>> Start Page excerpt

[cfe-dev] is delete on abstract with non-virtal ever safe?

Matthieu Monrocq matthieu.monrocq at gmail.com
Sat Oct 5 05:22:09 PDT 2013


On Fri, Oct 4, 2013 at 7:15 PM, Richard Smith <richard at metafoo.co.uk> wrote:

>
> On 4 Oct 2013 02:49, "emmanuel.attia" <emmanuel.attia at philips.com> wrote:
> >
> > > This has undefined behavior. You're calling a virtual function on an
> object
> > whose lifetime has ended (the destructor has already been called).
> >
> > my_destroy_interface has no destructor so the vtable is not cleared until
> > the memory is released (since nothing alters it before i get in the
> operator
> > delete overload).
> >
> > Referring to the standards (i'm not sure its the right pdf):
> > "The lifetime of an object of type T ends when:
> > — if T is a class type with a non-trivial destructor (12.4), the
> destructor
> > call starts, or
> > — the storage which the object occupies is reused or released."
> > http://www.open-std.org/jtc1/sc22/wg21/docs/papers/2005/n1905.pdf
> >
> > And that make totally sense since if i add a  (non-virtual) destructor it
> > still flies, unless the destructor is non trivial (in that case i get as
> > expected a pure virtual function call).

>> End Page excerpt

- _Written problem 1_
Answer these questions using the mailing-list excerpt on deleting through an abstract class:
(a) Who is named as the author of the message dated Sat Oct 5 05:22:09 PDT 2013?
(b) According to emmanuel.attia, until when is the vtable of my_destroy_interface not cleared?
(c) What does emmanuel.attia say happens when a non-trivial destructor is added?
- _Written problem 2_
List every email address that appears in the mailing-list excerpt on deleting through an abstract class.
- _Written problem 3_
Proceed with the mailing-list excerpt on deleting through an abstract class, starting after its final sentence.
The records are not required for this work.

>> Start Entries shown

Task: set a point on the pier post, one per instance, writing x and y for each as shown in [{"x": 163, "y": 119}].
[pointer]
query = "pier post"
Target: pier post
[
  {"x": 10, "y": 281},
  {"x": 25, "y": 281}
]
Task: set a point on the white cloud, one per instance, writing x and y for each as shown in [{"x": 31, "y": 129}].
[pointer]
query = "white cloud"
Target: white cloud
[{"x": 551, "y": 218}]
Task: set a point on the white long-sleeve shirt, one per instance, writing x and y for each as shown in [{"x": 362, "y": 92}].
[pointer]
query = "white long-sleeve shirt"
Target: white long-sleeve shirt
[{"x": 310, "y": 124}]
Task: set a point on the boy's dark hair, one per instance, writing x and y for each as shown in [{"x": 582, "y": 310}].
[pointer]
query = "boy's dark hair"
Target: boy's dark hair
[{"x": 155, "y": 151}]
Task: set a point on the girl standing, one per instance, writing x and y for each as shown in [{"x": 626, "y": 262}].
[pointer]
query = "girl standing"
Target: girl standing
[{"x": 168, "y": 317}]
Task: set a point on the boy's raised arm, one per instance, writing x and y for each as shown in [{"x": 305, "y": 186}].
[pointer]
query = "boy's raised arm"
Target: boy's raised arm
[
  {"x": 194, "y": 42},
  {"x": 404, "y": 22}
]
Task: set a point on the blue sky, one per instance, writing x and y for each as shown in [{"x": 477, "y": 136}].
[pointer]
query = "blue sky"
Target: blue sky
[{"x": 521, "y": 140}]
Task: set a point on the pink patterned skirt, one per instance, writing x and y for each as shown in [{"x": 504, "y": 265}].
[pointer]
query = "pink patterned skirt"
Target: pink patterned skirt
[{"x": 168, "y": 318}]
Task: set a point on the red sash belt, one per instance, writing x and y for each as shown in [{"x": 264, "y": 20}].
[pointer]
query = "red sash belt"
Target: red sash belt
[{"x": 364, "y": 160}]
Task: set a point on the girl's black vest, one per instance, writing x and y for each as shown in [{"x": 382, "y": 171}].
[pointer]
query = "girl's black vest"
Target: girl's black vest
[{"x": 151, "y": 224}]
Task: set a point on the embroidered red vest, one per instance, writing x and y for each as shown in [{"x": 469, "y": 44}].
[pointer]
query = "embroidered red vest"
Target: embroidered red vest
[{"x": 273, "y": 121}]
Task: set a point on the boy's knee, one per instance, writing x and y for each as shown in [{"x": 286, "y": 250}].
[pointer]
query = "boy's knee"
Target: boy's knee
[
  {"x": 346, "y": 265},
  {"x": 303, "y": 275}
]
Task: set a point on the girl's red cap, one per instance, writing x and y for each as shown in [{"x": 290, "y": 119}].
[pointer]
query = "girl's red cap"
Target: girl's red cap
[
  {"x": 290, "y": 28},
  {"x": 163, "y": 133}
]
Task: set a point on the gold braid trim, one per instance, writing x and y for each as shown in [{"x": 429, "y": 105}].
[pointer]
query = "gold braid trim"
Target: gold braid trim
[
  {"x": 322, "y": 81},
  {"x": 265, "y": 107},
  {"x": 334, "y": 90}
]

>> End Entries shown

- _Output 1_
(a) Matthieu Monrocq
(b) Until the memory is released
(c) A pure virtual function call occurs, as expected.

- _Output 2_
- matthieu.monrocq at gmail.com
- richard at metafoo.co.uk
- emmanuel.attia at philips.com

- _Output 3_
>
> This is sort of beside the point, since you had undefined behaviour
> earlier:
>
> > > This has undefined behavior (you're using 'delete', the static and
> dynamic
> > > types don't match, and your base class does not have a virtual
> > > destructor).
> >
> > That's the point, i call the overload "my_destroy_interface::operator
> > delete" and not the global delete operator. Since my_destroy_interface
> has
> > no (non trivial) destructor this is the only thing happening when calling
> > delete on a pointer to my_destroy_interface.
>
> You can't reason like that about undefined behaviour. You deleted an
> object thorough the wrong static type and the dtor is not virtual, so
> you've already lost.
>
> > > Nope. See above. Or try giving my_destroy_interface a user-declared
> > > (non-virtual) destructor, and watch as it either gets called twice or
> your
> > > program starts to die due to a pure virtual function call (depending on
> > > implementation details).
> >
> > Giving to my_destructor_interface a virtual destructor would make it
> called
> > twice as you said, thats why it's not there in this construct (and it
> makes
> > sense since its an interface).
> >
> >
> >
> >
> > --
> > View this message in context:
> http://clang-developers.42468.n3.nabble.com/is-delete-on-abstract-with-non-virtal-ever-safe-tp4025653p4034880.html
> > Sent from the Clang Developers mailing list archive at Nabble.com.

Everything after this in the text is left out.